## Passage
# Chapt 7
## Patter Matching with Regular Expressions

We want to detect and identify phone numbers. *Pattern:* 3 digits - 3 digits - 4 digits

In [6]:
def isPhoneNumber(text):
    if len(text) != 12:
        return False
    for i in range(0, 3):
        if not text[i].isdecimal():  # This checks to see if the first three characters are numbers
            return False
    if text[3] != '-':
        return False
    for i in range(4,7):
        if not text[i].isdecimal():
            return False
    if text[7] != '-':
        return False
    for i in range(8,12):
        if not text[i].isdecimal():
            return False
    return True

In [7]:
print('415-555-4242 is a phone number:')
print(isPhoneNumber('415-555-4242'))
print('Moshi Moshi is a phone number:')
print(isPhoneNumber('Moshi moshi'))

## Data lines
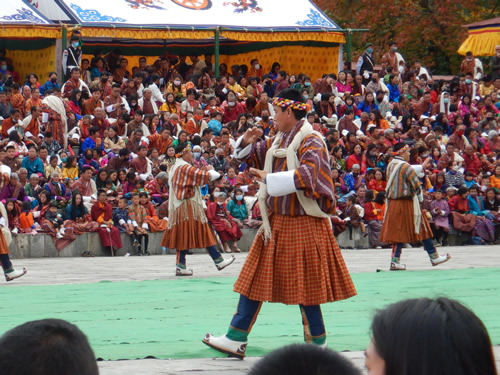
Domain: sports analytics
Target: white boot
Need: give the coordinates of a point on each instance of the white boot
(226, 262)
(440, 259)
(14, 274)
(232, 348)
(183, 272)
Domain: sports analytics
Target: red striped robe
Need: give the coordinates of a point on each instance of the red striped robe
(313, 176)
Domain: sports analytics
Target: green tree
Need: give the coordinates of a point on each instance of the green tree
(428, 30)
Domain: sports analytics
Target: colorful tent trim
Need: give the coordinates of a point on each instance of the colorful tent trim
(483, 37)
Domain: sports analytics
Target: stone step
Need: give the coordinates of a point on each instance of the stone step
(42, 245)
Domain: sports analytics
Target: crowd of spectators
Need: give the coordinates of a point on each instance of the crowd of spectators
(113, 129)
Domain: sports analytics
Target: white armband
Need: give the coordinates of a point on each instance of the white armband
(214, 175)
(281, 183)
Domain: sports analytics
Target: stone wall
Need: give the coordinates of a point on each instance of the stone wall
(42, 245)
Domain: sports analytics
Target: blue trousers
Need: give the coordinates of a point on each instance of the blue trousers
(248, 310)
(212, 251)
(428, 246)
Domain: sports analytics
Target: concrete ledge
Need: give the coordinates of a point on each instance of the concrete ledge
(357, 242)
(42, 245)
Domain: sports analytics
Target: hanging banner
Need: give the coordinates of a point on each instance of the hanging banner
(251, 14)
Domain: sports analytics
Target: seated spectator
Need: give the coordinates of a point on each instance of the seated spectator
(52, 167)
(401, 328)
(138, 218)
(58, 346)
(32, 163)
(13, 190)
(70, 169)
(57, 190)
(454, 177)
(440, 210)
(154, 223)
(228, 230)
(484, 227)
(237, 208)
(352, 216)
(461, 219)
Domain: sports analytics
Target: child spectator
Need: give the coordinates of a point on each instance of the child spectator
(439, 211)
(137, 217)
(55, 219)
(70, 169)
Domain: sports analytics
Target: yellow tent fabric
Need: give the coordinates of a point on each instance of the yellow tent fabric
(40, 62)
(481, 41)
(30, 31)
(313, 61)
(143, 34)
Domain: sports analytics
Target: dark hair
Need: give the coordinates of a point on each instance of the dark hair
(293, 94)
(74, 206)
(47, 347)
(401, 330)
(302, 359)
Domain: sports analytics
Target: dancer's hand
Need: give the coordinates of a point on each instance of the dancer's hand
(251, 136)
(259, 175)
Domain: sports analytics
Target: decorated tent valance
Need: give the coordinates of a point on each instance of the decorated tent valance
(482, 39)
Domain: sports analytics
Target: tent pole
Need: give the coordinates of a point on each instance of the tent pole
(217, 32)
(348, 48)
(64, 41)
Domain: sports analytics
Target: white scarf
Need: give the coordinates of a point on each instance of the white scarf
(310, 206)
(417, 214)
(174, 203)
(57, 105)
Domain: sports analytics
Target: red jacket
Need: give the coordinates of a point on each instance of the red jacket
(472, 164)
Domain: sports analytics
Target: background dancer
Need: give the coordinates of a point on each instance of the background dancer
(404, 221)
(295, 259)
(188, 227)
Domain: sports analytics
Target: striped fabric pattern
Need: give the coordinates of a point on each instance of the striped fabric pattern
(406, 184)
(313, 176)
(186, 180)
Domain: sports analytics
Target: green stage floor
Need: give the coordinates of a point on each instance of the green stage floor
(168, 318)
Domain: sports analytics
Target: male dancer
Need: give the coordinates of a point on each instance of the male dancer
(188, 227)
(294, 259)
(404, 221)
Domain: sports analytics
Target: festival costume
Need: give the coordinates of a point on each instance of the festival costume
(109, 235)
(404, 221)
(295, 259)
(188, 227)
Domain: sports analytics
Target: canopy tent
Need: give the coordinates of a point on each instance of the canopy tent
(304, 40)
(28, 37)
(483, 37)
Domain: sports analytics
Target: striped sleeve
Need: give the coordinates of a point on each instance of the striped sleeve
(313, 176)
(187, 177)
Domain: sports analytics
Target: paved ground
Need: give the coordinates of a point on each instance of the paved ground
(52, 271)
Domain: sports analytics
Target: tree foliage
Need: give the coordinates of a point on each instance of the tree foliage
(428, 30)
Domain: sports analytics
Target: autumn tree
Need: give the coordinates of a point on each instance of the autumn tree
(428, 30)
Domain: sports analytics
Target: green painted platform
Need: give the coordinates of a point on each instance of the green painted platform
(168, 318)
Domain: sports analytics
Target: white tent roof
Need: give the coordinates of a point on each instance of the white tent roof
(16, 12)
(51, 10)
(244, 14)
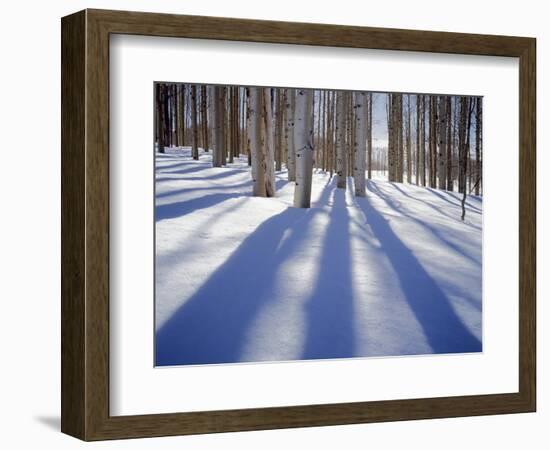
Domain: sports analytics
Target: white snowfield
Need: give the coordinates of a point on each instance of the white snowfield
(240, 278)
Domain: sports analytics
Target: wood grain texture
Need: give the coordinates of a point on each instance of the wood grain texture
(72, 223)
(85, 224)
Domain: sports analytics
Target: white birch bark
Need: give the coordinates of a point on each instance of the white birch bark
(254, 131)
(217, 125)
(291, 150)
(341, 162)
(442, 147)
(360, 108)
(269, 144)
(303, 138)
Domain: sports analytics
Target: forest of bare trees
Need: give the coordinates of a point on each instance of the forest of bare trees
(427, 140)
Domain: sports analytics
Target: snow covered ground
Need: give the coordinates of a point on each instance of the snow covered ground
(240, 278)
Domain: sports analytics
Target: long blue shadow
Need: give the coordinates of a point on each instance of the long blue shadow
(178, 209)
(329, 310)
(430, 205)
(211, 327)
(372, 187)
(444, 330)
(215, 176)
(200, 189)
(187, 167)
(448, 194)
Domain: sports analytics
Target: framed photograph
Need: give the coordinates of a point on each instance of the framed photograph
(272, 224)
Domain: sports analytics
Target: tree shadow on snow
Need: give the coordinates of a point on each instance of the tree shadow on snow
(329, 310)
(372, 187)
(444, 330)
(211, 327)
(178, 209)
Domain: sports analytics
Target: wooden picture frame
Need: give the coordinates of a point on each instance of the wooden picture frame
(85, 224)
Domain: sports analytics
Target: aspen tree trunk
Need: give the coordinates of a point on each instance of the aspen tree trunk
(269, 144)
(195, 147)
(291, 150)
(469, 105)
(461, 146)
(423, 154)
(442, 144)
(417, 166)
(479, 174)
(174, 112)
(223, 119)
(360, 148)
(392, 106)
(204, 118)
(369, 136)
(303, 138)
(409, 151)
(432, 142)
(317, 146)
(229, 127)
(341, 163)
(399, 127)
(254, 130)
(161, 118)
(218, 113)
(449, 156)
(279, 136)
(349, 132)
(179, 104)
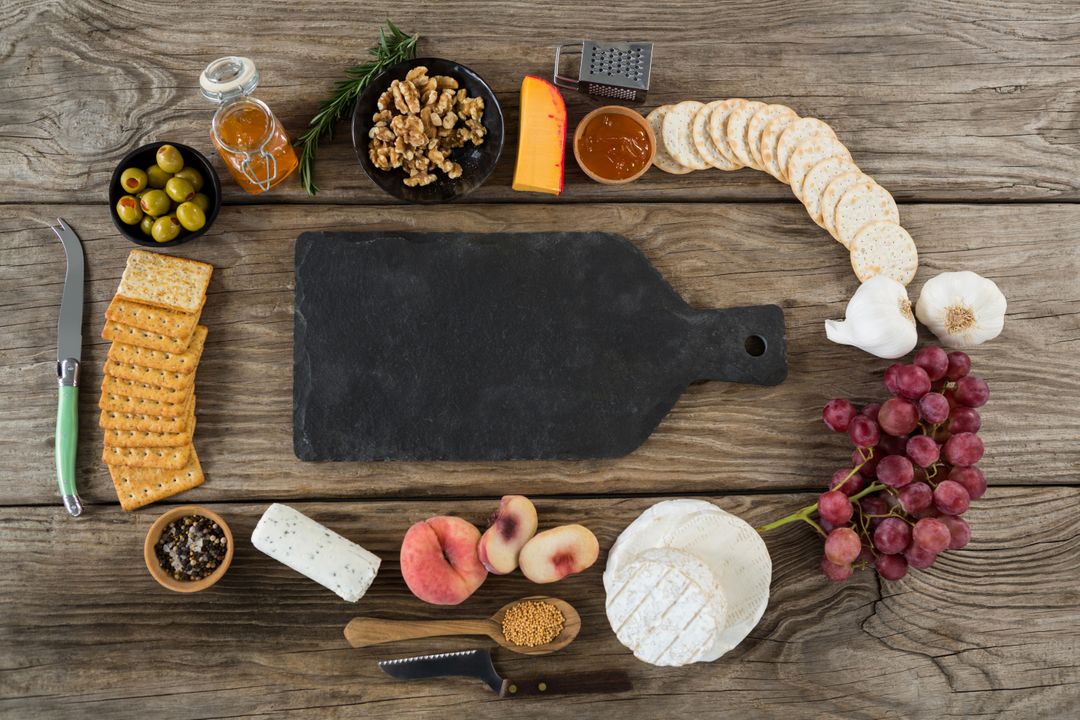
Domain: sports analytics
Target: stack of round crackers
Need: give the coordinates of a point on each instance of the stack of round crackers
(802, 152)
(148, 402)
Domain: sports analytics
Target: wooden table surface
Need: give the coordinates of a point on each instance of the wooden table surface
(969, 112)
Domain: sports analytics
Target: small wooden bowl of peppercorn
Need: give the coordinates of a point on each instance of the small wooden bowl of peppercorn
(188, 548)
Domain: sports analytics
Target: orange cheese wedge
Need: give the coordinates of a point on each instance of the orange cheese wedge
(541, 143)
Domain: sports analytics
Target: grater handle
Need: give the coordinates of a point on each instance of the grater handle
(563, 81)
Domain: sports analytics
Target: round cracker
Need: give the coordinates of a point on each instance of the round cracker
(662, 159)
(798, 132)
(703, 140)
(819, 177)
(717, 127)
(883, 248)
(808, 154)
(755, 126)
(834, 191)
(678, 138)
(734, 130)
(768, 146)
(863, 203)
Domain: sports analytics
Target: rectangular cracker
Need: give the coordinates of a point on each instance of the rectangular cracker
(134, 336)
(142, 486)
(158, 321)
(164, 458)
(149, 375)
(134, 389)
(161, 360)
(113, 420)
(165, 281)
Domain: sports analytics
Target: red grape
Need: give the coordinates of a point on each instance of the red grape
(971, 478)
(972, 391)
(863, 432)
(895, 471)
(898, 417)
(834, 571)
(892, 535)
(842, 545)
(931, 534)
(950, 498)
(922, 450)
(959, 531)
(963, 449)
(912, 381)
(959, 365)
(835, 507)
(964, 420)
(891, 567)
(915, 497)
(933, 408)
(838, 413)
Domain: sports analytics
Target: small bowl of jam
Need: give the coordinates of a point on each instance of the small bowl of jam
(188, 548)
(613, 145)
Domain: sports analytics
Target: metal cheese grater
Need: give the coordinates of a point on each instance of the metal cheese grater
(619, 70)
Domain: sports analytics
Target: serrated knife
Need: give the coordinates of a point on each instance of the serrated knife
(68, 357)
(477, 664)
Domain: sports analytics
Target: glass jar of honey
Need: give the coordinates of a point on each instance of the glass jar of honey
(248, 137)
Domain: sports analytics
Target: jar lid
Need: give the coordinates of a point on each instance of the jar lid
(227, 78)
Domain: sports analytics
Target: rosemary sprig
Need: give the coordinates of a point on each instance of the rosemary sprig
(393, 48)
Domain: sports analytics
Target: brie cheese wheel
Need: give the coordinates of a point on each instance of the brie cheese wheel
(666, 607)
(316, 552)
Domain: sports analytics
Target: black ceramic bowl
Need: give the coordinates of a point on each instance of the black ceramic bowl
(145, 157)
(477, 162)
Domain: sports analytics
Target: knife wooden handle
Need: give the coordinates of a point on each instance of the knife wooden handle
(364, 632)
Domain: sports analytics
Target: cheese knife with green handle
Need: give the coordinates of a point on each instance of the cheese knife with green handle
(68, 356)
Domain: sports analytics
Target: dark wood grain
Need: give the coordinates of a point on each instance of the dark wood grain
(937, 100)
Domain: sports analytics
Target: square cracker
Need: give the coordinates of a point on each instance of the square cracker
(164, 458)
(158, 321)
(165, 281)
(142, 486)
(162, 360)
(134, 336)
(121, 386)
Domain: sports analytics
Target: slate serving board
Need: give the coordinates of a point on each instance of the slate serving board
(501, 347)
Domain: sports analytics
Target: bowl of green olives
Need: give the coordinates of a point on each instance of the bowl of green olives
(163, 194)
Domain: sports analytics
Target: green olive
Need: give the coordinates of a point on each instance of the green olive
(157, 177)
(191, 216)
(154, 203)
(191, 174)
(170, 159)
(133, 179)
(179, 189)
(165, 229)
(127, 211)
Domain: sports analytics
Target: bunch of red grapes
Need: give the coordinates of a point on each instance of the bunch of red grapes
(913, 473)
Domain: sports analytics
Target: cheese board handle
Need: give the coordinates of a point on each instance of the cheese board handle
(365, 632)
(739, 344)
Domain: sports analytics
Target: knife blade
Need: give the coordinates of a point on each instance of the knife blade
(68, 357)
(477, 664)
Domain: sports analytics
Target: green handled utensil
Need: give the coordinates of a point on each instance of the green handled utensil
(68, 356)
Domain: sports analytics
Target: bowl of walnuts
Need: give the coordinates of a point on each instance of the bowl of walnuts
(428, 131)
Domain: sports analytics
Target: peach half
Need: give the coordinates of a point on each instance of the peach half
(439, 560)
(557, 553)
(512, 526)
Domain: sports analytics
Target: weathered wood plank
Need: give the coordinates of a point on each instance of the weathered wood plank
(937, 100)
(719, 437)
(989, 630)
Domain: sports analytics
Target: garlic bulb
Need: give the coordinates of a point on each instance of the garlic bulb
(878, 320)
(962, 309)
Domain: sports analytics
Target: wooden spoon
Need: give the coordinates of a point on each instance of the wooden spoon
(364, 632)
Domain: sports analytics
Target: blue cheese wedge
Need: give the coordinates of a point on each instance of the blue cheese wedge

## Given problem
In the pattern-matching notes above, what pattern defines a phone number?

## Result
Three digits, a hyphen, three digits, a hyphen, and four digits.